Substitute "foreground clicks" for every occurrence of "positive clicks" in the material below, leaving everything else as it is. Omit the pictures from your answer.
[Records for this task Boundary: Start]
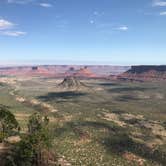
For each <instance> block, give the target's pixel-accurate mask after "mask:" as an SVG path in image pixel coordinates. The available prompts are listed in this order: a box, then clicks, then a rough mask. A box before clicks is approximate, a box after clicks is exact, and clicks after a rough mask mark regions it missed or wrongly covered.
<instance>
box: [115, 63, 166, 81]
mask: <svg viewBox="0 0 166 166" xmlns="http://www.w3.org/2000/svg"><path fill="white" fill-rule="evenodd" d="M117 78H118V79H121V80H130V81H161V80H166V65H163V66H153V65H151V66H145V65H144V66H132V67H131V69H130V70H128V71H127V72H124V73H123V74H120V75H118V77H117Z"/></svg>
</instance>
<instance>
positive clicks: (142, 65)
mask: <svg viewBox="0 0 166 166" xmlns="http://www.w3.org/2000/svg"><path fill="white" fill-rule="evenodd" d="M149 71H156V72H166V65H161V66H155V65H142V66H132V67H131V69H130V70H128V71H127V72H128V73H138V74H140V73H144V72H149Z"/></svg>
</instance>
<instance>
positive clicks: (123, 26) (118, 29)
[Records for this task Boundary: End]
▶ _Exercise result_
For each <instance> block, give the target's pixel-accurate mask after "mask:" as an SVG path in image pixel coordinates. The available prompts are listed in this order: a box, then clicks, then a rough mask. A box before clicks is approximate, a box after clicks is exact, and clicks after a rough mask mark regions it missed or wrongly covered.
<instance>
box: [115, 63, 166, 81]
mask: <svg viewBox="0 0 166 166" xmlns="http://www.w3.org/2000/svg"><path fill="white" fill-rule="evenodd" d="M117 78H118V79H121V80H130V81H161V80H166V65H163V66H153V65H151V66H145V65H144V66H132V67H131V69H130V70H128V71H127V72H124V73H123V74H120V75H118V77H117Z"/></svg>
</instance>
<instance>
foreground clicks: (142, 65)
mask: <svg viewBox="0 0 166 166" xmlns="http://www.w3.org/2000/svg"><path fill="white" fill-rule="evenodd" d="M149 71H156V72H166V65H161V66H155V65H142V66H132V67H131V69H130V70H128V71H127V72H128V73H138V74H140V73H144V72H149Z"/></svg>
</instance>
<instance>
foreground clicks: (123, 26) (118, 29)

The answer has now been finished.